Referring expression grounding data

------------------------------

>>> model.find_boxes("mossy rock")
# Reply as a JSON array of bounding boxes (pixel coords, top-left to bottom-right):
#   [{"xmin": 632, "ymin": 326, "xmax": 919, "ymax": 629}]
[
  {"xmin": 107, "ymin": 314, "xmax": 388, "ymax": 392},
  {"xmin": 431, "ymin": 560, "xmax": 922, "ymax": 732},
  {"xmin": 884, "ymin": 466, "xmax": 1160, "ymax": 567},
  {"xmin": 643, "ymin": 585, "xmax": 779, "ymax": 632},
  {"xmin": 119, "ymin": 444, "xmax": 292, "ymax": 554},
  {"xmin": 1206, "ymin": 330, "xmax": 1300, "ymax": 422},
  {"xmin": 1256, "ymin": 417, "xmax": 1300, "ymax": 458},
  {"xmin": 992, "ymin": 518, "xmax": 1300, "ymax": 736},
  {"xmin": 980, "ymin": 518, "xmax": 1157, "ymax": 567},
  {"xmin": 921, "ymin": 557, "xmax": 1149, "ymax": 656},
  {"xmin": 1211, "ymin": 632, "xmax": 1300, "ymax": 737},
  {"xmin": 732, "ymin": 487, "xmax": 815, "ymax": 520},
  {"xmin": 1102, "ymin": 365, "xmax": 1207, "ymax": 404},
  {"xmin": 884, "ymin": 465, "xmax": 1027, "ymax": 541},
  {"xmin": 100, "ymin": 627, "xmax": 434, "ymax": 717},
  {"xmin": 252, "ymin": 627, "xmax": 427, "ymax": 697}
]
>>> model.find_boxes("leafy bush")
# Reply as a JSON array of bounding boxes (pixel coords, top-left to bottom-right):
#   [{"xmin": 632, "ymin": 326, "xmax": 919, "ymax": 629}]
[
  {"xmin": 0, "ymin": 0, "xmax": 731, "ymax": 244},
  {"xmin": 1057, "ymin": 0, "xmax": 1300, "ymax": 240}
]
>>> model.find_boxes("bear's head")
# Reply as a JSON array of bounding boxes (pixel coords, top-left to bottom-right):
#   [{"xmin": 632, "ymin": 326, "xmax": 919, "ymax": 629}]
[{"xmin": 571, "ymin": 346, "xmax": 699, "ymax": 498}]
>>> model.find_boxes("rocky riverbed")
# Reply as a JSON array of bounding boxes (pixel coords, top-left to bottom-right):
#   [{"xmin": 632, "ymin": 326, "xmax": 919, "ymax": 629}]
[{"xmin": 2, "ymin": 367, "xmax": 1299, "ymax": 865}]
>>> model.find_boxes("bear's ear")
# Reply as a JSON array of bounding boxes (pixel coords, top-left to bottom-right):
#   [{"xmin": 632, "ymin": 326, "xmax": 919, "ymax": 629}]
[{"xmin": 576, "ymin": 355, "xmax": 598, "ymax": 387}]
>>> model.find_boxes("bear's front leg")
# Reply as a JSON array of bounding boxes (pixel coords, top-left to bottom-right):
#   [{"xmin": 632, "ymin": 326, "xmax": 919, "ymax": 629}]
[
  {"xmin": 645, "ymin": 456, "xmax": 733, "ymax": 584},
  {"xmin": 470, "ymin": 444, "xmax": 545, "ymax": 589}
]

------------------------------

▸ **WHAT IS REQUIRED**: Copy every record shown above, exactly and completely.

▸ **RESPONSE TO THIS TASK**:
>>> model.find_boxes("mossy rock")
# Reply as a JSON array of bounding boxes (pixel coords, top-left to bottom-right):
#   [{"xmin": 632, "ymin": 326, "xmax": 919, "ymax": 629}]
[
  {"xmin": 107, "ymin": 314, "xmax": 388, "ymax": 392},
  {"xmin": 431, "ymin": 560, "xmax": 922, "ymax": 732},
  {"xmin": 884, "ymin": 466, "xmax": 1160, "ymax": 567},
  {"xmin": 643, "ymin": 585, "xmax": 779, "ymax": 632},
  {"xmin": 119, "ymin": 444, "xmax": 292, "ymax": 554},
  {"xmin": 1206, "ymin": 330, "xmax": 1300, "ymax": 422},
  {"xmin": 1256, "ymin": 417, "xmax": 1300, "ymax": 458},
  {"xmin": 992, "ymin": 518, "xmax": 1300, "ymax": 736},
  {"xmin": 980, "ymin": 518, "xmax": 1157, "ymax": 567},
  {"xmin": 921, "ymin": 557, "xmax": 1149, "ymax": 656},
  {"xmin": 1211, "ymin": 632, "xmax": 1300, "ymax": 737},
  {"xmin": 732, "ymin": 487, "xmax": 815, "ymax": 520},
  {"xmin": 1102, "ymin": 365, "xmax": 1207, "ymax": 404},
  {"xmin": 884, "ymin": 465, "xmax": 1027, "ymax": 541},
  {"xmin": 100, "ymin": 627, "xmax": 434, "ymax": 717},
  {"xmin": 252, "ymin": 627, "xmax": 427, "ymax": 697}
]
>>> model.find_boxes("leafy bush")
# Reply as a JSON array of bounding boxes (pixel coords, top-left to bottom-right):
#   [{"xmin": 632, "ymin": 326, "xmax": 919, "ymax": 629}]
[
  {"xmin": 0, "ymin": 0, "xmax": 731, "ymax": 244},
  {"xmin": 1057, "ymin": 0, "xmax": 1300, "ymax": 240}
]
>>> model.find_boxes("bear's head")
# Reply as a JSON array of bounding boxes (pixel coords, top-left to bottom-right):
#   [{"xmin": 632, "ymin": 326, "xmax": 919, "ymax": 629}]
[{"xmin": 571, "ymin": 346, "xmax": 699, "ymax": 498}]
>>> model.find_boxes("rocky riverbed")
# Reply as a JSON array of bounding boxes (pixel coords, top-left to bottom-right):
#   [{"xmin": 632, "ymin": 326, "xmax": 919, "ymax": 629}]
[{"xmin": 2, "ymin": 367, "xmax": 1299, "ymax": 865}]
>>> model.find_boxes("bear's ear")
# Reply as a JSON array of bounding boxes (pixel coords, top-left to bottom-right):
#   [{"xmin": 632, "ymin": 326, "xmax": 919, "ymax": 629}]
[{"xmin": 576, "ymin": 355, "xmax": 598, "ymax": 387}]
>>> model.find_boxes("bear's front leg")
# Reply as a JSON array of bounding boxes (pixel coords, top-left to bottom-right):
#   [{"xmin": 632, "ymin": 326, "xmax": 919, "ymax": 629}]
[
  {"xmin": 645, "ymin": 456, "xmax": 733, "ymax": 584},
  {"xmin": 470, "ymin": 444, "xmax": 545, "ymax": 589}
]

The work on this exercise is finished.